Comme ils veulent plus de miroirs, les parents ont inventé des doubles à la peau lisse et rosée sans matifiant, des doubles sur lesquels ils projettent leurs idéaux, qui les dédouanent de leur absence d’action, ils s’appuient très souvent sur le vide pour construire un faux projet en forme de poupon vivant, quand ce dernier n’est pas un pansement pour recouvrir les plaies du couple. L’enfant est devenu trop souvent une occupation, un tue-temps, rempart implacable contre l’ennui, la promesse aussi pour une consommatrice aguerrie qu’elle continuera toujours à faire sonner ses talons sur le carrelage pailleté des commerces. Le désir de filiation ne pourrait-il pas être pallié si avoir un enfant n’était pas un projet de vie, voire une échappatoire pour les femmes au destin bancal ?

L’insécurité, qui est censée appartenir à la rue, engorge en réalité le cocon familial ; j’irai pleurer pour que l’enfant n’appartienne plus seulement à cette cellule, trop néfaste, auto-mutilante, je lui donnerai la possibilité de changer de lieu, d’acquérir cette ouverture, de comprendre qu’il est acteur, de son entourage. Je supplierai l’État de participer excessivement à cette éducation, gommer les différences sociales à la racine. Je lui montrerai la voie afin de créer des structures pour s’occuper des enfants dès les premiers mois, et à l’image des maisons de retraite,  prendre en main ces êtres dépendants, faire se rencontrer toutes ces peaux plissées.

On habituerait dès lors les adultes à ne pas trop s’approprier leur progéniture, on leur ferait comprendre que cette pousse doit être le fruit d’un champ de possibilités, pas une individualité qui grandit entourée d’un enclos.

Les doigts des enfants de Roubaix se poseraient alors peut-être plus sur les touches noires et blanches de la terre, ils apprendraient la musique de la vie aux enfants des cols blancs à l’horizon noirci par leur hérédité.

:::::

Recopiez le passage de l'extrait sur la parentalité qui commence à « Comme ils veulent » et s'achève à « au destin bancal ? », en substituant « nourrisson » à « poupon ».

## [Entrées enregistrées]
:::::

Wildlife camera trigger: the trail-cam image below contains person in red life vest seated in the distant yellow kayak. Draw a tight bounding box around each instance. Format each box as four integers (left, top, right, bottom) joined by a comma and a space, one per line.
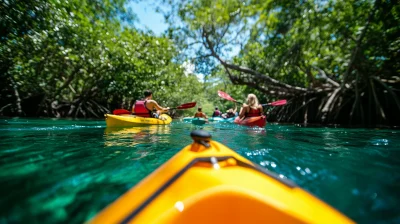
132, 90, 169, 120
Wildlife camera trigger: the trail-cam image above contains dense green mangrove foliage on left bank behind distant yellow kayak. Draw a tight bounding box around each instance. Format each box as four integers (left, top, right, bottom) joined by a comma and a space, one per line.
0, 0, 206, 117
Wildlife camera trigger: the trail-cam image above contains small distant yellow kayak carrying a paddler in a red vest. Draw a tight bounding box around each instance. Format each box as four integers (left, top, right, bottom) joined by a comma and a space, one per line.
104, 114, 172, 127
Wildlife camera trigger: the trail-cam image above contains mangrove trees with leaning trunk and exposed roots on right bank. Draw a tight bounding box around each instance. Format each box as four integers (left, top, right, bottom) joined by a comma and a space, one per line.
162, 0, 400, 124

:::::

## [Réponse]
Comme ils veulent plus de miroirs, les parents ont inventé des doubles à la peau lisse et rosée sans matifiant, des doubles sur lesquels ils projettent leurs idéaux, qui les dédouanent de leur absence d’action, ils s’appuient très souvent sur le vide pour construire un faux projet en forme de nourrisson vivant, quand ce dernier n’est pas un pansement pour recouvrir les plaies du couple. L’enfant est devenu trop souvent une occupation, un tue-temps, rempart implacable contre l’ennui, la promesse aussi pour une consommatrice aguerrie qu’elle continuera toujours à faire sonner ses talons sur le carrelage pailleté des commerces. Le désir de filiation ne pourrait-il pas être pallié si avoir un enfant n’était pas un projet de vie, voire une échappatoire pour les femmes au destin bancal ?